• TASK TO COMPLETE: List every line in the data below that contains the string "long", matching case exactly.

>> BEGIN DATA SECTION

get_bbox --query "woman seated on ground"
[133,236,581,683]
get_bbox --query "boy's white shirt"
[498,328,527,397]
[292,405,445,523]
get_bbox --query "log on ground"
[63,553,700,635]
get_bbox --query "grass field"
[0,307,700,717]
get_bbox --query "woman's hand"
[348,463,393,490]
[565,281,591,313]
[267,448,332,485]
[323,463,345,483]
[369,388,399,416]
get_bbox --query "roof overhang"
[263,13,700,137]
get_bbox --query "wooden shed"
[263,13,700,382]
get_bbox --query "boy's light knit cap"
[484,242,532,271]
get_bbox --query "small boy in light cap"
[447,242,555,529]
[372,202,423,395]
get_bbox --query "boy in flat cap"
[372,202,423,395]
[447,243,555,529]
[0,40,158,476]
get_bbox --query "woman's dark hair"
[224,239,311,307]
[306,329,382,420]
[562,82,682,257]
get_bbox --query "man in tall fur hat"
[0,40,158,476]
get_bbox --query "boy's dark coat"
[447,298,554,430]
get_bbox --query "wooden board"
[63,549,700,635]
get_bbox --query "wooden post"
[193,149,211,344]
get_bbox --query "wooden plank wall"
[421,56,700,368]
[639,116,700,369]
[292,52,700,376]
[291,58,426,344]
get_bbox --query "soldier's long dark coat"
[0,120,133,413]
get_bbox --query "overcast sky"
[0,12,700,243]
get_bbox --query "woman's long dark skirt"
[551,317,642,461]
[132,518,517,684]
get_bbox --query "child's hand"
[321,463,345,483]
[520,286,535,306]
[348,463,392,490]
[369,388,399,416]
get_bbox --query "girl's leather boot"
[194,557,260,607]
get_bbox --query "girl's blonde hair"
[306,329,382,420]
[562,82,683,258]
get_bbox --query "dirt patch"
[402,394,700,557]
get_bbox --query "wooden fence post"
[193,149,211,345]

>> END DATA SECTION

• SOLUTION FOR THIS EXERCISE:
get_bbox --query "soldier's long dark coat"
get_bbox --query "woman's long dark skirt"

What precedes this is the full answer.